■ What this task involves ■
Swap "drop a pin" for "place a marker" in every row below, and write the lines out again with nothing else changed.

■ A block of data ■

## begin

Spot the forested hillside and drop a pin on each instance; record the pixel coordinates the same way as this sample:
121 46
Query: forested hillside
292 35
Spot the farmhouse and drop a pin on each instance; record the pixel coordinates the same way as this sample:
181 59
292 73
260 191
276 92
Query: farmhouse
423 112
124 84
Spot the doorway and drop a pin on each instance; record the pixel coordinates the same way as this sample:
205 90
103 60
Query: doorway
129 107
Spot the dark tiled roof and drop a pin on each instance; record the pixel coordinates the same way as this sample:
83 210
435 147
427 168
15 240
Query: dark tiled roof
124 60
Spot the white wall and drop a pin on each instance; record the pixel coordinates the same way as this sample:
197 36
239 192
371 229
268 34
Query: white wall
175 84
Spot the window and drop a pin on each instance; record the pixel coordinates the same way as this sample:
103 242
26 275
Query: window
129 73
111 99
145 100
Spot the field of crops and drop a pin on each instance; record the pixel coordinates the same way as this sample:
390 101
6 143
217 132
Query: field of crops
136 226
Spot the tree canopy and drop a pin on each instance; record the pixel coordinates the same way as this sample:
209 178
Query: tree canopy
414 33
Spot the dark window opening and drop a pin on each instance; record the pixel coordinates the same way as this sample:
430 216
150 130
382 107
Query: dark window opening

## end

■ Exercise solution ■
Spot the forested hillside and place a marker on each instance; record the pixel coordinates the same way as this sample:
121 46
Query: forested hillside
292 35
Spot the farmhouse and place a marker on each instance; record the pixel coordinates the same way as this sample:
181 59
292 73
260 191
276 92
Query: farmhouse
423 112
124 84
Spot the doorway and place a marker on each instance; record the pixel coordinates the same way as this sample:
205 90
103 60
Query: doorway
129 107
Spot the dark tiled roof and place a marker on each instance; record the pixel coordinates the same way as this sample:
83 210
435 147
427 168
15 240
Query: dark tiled roof
124 60
Spot the white wall and place a marker on each instance; record the pixel coordinates the same way as this sample:
197 36
239 192
371 229
268 34
Query: white wall
175 84
Spot the window and place a marker on each instance; record the pixel coordinates the same way as this sample:
103 242
26 275
Query: window
129 73
111 99
145 100
Spot the field of crops and place a marker on each instance; record the pixel coordinates the same way as this sample:
390 101
6 143
217 132
Query: field of crops
136 226
Spot the tree canopy and place a marker on each instance; record the pixel coordinates the same way as this sample:
209 178
Query: tree canopy
414 33
Spot the dark window opening and place a marker on each instance; record the pixel coordinates the same way as this sample:
430 216
150 130
382 107
Query: dark window opening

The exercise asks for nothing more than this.